Consigne écrite a: Résumez le texte fourni en deux phrases.

Texte fourni:
━━━━━━━━

Ils travaillent surtout dans les malheureuses. La véritable fille de la rue est trop « vicieuse », elle ne se laisse pas cajoler. Le meilleur gibier est la mi-professionnelle, inoffensive, qui ne sait pas où aller coucher. Il y a les marcheurs, qui vont au marché, pour les petites bonnes. Boniment ! Une paire de bas de soie, un chapeau, deux rendez-vous. Elle est dans le filet. Il y a les chasseurs : Un homme est démonté (il n’a plus de femme), il cherche un dessous (une seconde femme), le succès de ce chercheur n’est pas foudroyant auprès des « mangeuses » de café crème, il a recours à un « chasseur » qui plus frais, plus fringant, avec de belles dents, lui rabat la caille.

Il y a les placeurs. Ceux-là font un métier officiel. Leur rôle est d’entretenir le feu sacré, sous l’œil de la loi, dans les « maisons » de France. Ils n’ont pas le droit de s’occuper de l’exportation. Ils le prennent. En permanence dans les bars spéciaux, ils sont au courant de toutes les affaires, de toutes les défaillances et de toutes les neuves misères du quartier. Dans les prix raisonnables de trois mille francs, ils vous livrent parfois un bon objet.

━━━━━━━━

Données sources

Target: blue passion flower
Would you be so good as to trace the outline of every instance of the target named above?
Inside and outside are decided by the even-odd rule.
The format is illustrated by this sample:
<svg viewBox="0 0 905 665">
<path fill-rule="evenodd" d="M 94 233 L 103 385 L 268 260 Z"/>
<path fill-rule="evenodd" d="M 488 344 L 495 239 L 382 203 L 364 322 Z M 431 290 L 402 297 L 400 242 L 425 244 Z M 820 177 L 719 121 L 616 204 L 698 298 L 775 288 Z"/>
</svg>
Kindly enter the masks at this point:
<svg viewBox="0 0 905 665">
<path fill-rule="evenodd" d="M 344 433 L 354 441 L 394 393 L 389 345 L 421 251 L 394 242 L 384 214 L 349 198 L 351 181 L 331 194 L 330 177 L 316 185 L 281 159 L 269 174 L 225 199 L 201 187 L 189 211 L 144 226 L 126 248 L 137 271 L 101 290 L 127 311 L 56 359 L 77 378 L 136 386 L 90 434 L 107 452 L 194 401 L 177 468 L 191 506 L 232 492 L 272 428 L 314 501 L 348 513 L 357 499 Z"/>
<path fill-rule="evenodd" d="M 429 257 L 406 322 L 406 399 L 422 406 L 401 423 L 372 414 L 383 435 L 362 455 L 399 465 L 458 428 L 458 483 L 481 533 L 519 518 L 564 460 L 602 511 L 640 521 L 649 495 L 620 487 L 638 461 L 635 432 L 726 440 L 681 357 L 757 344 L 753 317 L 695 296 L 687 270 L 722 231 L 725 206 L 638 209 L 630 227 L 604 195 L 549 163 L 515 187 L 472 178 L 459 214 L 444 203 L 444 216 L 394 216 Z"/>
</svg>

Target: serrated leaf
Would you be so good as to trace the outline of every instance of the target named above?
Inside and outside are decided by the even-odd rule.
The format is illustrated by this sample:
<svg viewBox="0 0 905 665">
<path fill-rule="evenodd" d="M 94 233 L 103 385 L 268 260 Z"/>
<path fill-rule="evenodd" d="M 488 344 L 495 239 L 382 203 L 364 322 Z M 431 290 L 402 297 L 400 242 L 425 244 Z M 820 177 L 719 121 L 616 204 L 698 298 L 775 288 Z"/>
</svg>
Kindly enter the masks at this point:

━━━━━━━━

Consigne écrite b: Mettez à jour la partie de la liste qui va de son début jusqu'à la ligne contenant « 344 433 L 354 », incluse, en remplaçant « outline » par « boundary » sans rien changer d'autre. Ne donnez que ces lignes.

Réponse a: Le texte décrit des hommes qui recrutent surtout parmi les malheureuses qui ne savent pas où aller coucher, dont les marcheurs, qui séduisent les petites bonnes au marché avec des bas de soie et un chapeau, et les chasseurs, qui rabattent des femmes pour d'autres hommes. Il présente aussi les placeurs, qui font un métier officiel pour les « maisons » de France, s'occupent d'exportation sans en avoir le droit et, toujours présents dans les bars spéciaux, livrent parfois un « bon objet » pour trois mille francs.

Réponse b:
Target: blue passion flower
Would you be so good as to trace the boundary of every instance of the target named above?
Inside and outside are decided by the even-odd rule.
The format is illustrated by this sample:
<svg viewBox="0 0 905 665">
<path fill-rule="evenodd" d="M 94 233 L 103 385 L 268 260 Z"/>
<path fill-rule="evenodd" d="M 488 344 L 495 239 L 382 203 L 364 322 Z M 431 290 L 402 297 L 400 242 L 425 244 Z M 820 177 L 719 121 L 616 204 L 698 298 L 775 288 Z"/>
</svg>
Kindly enter the masks at this point:
<svg viewBox="0 0 905 665">
<path fill-rule="evenodd" d="M 344 433 L 354 441 L 394 393 L 389 345 L 421 251 L 394 242 L 384 214 L 349 198 L 351 181 L 331 194 L 330 177 L 316 185 L 281 159 L 269 174 L 225 199 L 201 187 L 189 211 L 144 226 L 126 248 L 137 271 L 101 290 L 127 311 L 56 359 L 77 378 L 136 386 L 90 434 L 107 452 L 194 401 L 177 468 L 191 506 L 232 492 L 272 428 L 314 501 L 348 513 L 357 499 Z"/>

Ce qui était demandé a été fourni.